→ **What is asked**
Copy out the line containing "of the grassy" and each line after it, through the last one in the material, exactly as written.

→ **Task inputs**
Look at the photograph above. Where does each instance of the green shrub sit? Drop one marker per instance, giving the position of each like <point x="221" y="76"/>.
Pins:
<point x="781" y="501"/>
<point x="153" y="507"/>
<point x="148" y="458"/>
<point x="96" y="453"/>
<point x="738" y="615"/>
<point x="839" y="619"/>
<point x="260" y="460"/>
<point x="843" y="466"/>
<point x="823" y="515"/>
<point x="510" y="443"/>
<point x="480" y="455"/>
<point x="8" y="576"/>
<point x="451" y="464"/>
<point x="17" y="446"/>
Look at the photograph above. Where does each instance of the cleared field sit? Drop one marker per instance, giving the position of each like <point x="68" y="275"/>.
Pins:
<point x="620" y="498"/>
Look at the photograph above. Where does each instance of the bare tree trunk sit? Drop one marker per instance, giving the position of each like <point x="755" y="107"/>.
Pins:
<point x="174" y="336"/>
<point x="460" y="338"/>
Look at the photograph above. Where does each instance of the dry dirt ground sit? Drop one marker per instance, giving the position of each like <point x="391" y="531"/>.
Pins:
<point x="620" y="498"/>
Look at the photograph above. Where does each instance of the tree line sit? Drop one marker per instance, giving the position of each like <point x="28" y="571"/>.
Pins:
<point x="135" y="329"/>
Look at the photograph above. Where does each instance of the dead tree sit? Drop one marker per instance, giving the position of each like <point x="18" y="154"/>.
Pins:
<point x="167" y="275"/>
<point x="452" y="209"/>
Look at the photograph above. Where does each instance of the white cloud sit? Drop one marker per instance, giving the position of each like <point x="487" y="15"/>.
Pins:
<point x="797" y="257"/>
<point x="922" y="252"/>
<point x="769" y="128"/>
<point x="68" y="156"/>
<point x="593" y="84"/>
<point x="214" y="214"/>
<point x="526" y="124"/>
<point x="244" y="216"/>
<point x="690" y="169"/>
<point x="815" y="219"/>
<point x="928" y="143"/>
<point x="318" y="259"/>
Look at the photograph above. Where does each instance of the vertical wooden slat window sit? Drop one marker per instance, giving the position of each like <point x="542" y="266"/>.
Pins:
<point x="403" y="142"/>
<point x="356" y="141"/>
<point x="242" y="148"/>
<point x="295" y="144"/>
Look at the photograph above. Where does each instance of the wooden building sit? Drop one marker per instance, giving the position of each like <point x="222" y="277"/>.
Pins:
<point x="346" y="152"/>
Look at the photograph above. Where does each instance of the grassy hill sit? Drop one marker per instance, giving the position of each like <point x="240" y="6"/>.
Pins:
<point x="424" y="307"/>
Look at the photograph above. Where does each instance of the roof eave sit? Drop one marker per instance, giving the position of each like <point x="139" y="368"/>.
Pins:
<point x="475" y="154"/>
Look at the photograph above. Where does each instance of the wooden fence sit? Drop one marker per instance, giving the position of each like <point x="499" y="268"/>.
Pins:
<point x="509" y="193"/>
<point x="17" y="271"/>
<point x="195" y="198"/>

→ **Output for this task**
Look at the photograph above. Where does each instance of the grassy hill sit? Drop one marker per instance, giving the position of each like <point x="240" y="6"/>.
Pins:
<point x="424" y="307"/>
Look at the photograph above. Where does each instance of the roof eave sit? Drop one marker per instance, giving the position of each like <point x="139" y="368"/>.
Pins:
<point x="475" y="154"/>
Look at the photograph above. Where does each instance of the wooden fence sit? Drop one marker per instance, giving the position of each like <point x="499" y="268"/>.
Pins:
<point x="509" y="193"/>
<point x="17" y="271"/>
<point x="195" y="198"/>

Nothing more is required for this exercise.